◆ YOUR INSTRUCTIONS ◆
In the listing below, count each line that contains "sign". The reply is that count and nothing else.

◆ DATA EXCERPTS ◆
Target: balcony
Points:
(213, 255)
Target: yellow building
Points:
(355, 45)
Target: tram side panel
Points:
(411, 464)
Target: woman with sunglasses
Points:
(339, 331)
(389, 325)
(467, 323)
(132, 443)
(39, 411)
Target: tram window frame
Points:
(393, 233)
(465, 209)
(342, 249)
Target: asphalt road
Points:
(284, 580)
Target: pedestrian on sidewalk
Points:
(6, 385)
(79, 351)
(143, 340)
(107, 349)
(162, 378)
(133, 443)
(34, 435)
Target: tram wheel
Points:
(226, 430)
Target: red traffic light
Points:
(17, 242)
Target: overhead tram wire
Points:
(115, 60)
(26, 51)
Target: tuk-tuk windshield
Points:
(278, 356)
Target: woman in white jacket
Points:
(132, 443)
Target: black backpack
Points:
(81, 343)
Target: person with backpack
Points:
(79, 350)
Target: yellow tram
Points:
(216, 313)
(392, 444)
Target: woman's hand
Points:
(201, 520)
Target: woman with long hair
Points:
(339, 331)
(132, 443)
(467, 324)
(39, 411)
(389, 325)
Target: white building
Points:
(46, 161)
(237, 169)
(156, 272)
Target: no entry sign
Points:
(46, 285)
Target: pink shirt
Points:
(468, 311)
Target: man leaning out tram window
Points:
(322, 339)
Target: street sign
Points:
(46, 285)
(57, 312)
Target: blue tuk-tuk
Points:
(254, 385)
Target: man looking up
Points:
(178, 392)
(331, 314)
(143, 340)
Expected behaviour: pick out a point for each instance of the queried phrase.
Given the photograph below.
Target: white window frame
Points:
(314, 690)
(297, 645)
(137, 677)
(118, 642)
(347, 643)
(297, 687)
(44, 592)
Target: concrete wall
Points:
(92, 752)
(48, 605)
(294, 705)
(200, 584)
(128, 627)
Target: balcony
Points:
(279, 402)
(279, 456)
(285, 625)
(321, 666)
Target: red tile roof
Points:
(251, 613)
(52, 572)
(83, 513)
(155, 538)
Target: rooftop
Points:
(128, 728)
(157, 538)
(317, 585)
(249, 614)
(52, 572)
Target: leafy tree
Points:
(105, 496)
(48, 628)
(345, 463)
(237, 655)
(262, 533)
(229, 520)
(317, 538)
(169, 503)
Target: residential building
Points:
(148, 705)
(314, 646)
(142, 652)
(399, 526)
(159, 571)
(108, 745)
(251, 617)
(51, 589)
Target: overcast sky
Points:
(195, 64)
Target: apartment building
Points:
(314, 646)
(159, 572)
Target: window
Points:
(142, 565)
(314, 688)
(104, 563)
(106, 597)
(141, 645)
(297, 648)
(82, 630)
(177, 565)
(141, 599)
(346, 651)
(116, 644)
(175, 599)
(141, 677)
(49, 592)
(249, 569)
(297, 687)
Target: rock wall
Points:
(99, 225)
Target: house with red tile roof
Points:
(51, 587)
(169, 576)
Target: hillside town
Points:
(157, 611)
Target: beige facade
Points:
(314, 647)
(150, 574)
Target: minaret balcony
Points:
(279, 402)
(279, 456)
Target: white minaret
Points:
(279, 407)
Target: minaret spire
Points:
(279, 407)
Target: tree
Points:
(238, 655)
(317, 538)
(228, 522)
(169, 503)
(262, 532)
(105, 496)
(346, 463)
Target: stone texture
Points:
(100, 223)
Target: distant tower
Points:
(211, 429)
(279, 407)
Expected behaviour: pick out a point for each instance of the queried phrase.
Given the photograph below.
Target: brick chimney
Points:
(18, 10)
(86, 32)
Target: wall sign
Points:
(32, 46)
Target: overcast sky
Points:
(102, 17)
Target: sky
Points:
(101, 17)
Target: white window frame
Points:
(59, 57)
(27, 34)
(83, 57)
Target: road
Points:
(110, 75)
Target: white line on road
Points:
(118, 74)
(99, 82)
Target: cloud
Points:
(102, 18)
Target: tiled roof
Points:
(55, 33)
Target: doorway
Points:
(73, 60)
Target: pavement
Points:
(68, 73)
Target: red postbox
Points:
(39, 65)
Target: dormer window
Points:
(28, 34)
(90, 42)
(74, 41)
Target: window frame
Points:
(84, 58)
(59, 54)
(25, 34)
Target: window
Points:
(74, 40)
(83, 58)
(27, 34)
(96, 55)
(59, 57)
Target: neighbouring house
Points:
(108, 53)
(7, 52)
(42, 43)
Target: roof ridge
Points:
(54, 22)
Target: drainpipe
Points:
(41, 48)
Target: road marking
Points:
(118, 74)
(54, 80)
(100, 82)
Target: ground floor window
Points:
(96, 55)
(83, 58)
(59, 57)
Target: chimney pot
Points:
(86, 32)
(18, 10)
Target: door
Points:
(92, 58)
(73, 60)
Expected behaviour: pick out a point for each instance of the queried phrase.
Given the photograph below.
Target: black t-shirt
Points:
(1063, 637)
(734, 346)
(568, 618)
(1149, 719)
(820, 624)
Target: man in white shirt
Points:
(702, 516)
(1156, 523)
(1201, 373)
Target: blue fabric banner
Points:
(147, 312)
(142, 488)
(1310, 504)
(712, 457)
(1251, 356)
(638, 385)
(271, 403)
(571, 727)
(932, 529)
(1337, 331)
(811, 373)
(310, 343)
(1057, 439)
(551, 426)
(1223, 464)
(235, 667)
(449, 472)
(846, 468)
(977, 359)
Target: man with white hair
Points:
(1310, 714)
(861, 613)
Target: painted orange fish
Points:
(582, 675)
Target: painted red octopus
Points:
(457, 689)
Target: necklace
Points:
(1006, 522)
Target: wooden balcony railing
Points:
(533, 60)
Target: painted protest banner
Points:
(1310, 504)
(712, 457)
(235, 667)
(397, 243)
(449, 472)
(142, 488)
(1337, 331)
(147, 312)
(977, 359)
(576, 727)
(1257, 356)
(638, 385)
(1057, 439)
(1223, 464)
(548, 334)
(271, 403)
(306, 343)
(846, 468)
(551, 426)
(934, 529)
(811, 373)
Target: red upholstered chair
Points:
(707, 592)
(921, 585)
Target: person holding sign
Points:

◆ THE ANSWER ◆
4